Requirement A
List every distinct year that appears in the extract on Nicholas Upsall, in ascending order.
Requirement B
Translate this sentence from the extract on Nicholas Upsall into Spanish: "On October 19, 1658, the Puritans passed a law stating that any Quaker who refused banishment would face "pain of death.""

He made friends among the Indians, and one of the chiefs called him "friend," and offered to build him a comfortable house, if he could accept his hospitality. The chief commented about Upsall's persecutors: "What a God have the English who deal so with one another over the worship of their God."

On October 19, 1658, the Puritans passed a law stating that any Quaker who refused banishment would face "pain of death." Upsall eventually left Sandwich for Rhode Island, though he returned to Boston after three years, when he was imprisoned for two years.

When the "Boston martyrs", Quakers Marmaduke Stephenson and William Robinson, were executed, their bodies were dumped in into a pit dug nearby without a marker. Upsall, from his prison, asked to be permitted to build a fence around their burial site, but his request was denied. From prison, he still attracted people to his beliefs, and he was then sent to the Castle in Boston harbor for another year. During 1660-1664, "twenty-two [individuals] had been banished on pain of death, three martyred, three had their right ear cut off, one had been burned in the hand with a letter H, three had been ordered by the court to be sent to Barbadoes as slaves, thirty-one persons had received six hundred and fifty stripes administered with extreme cruelty, £1044 of property had been taken from them, and another was martyred in 1661.

His wife petitioned twice on his behalf, and when King Charles II ordered Governor Endecott to release all Quakers, Upsall along with many others was finally released. The court record recounts, "Nicholas Vpshall being formerly sentenced to perpetual Imprisonment, & obteyning a Reprivall, hath greatly abused their lenity, do therefore Order him to be Confined again to ye house of John Capen." "Reprivall" [i.e., a "reprieve"] still meant banishment, and his transfer to his brother-in-law John Capen's home stipulated that he may remain free, "provided he does not corrupt any with his pernicious opinions," or does not teach "the diabolical doctrines and horrid tenets of the cursed sect of Quakers." He died there in August 1666 and was buried in Copp's Hill Burying Ground.

==Death and legacy==

On October 13, 1666, Nicholas' estate after payment of his debts was valued at £543, 10s, a large estate for his times, especially given that for the last ten years of his life he lived in exile for having become a Quaker. His will specifically includes the Quakers:

Item: I do order and give for the use of the such servants of the Lord as are commonly called Quakers, my new feather bed, bolster and pillows, with a good pair of-sheets and a pair of blankets, with the new rugg, and bedstead fitted with rope, Matt and Curtains, in that little room in my house, "the Red Lyon Inn," called the parlor or in the chamber over that parlor, during the life of my said wife, and after her decease to be then continued by my daughter [Susannah] Cook, within whose line that part of the house falleth.

Recorded information
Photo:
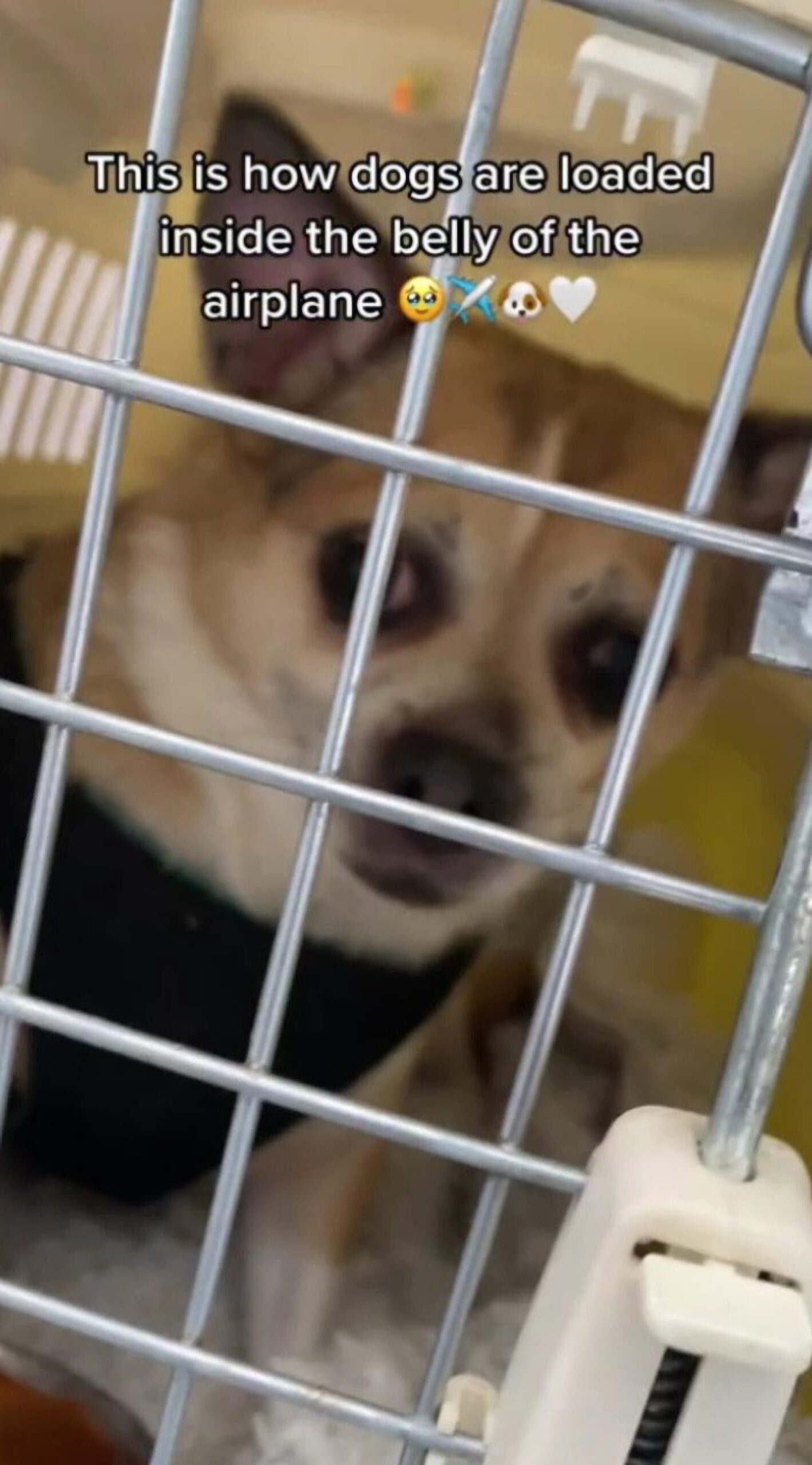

Task output A
1658, 1660, 1661, 1664, 1666

Task output B
El 19 de octubre de 1658, los puritanos aprobaron una ley que establecía que cualquier cuáquero que rechazara el destierro se enfrentaría a «pena de muerte».